ENTRIES PROVIDED:
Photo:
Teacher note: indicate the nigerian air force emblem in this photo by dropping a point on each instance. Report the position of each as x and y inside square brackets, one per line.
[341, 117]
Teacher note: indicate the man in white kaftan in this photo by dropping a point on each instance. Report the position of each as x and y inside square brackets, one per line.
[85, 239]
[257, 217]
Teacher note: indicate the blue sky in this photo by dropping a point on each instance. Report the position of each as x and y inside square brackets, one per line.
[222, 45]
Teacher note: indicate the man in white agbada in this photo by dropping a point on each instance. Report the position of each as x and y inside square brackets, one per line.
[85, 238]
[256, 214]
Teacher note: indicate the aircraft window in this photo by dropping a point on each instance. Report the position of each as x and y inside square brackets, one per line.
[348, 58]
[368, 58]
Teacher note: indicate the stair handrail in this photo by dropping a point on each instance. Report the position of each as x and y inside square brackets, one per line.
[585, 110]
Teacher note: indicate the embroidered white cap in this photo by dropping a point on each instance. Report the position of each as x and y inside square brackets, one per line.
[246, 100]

TASK TO CARRY OUT:
Reproduce the data verbatim, starting with the line that contains "Teacher note: indicate the stair" and continuing through the last line of the data.

ANSWER TO THE TASK:
Teacher note: indicate the stair handrail in this photo by dropping a point on each instance. Report the position of each as x and y inside square brackets, one per line.
[585, 110]
Teacher note: indicate the embroidered white cap in this photo by dropping a point on each instance. Report the position of each as x and y inside square brackets, one per line.
[246, 100]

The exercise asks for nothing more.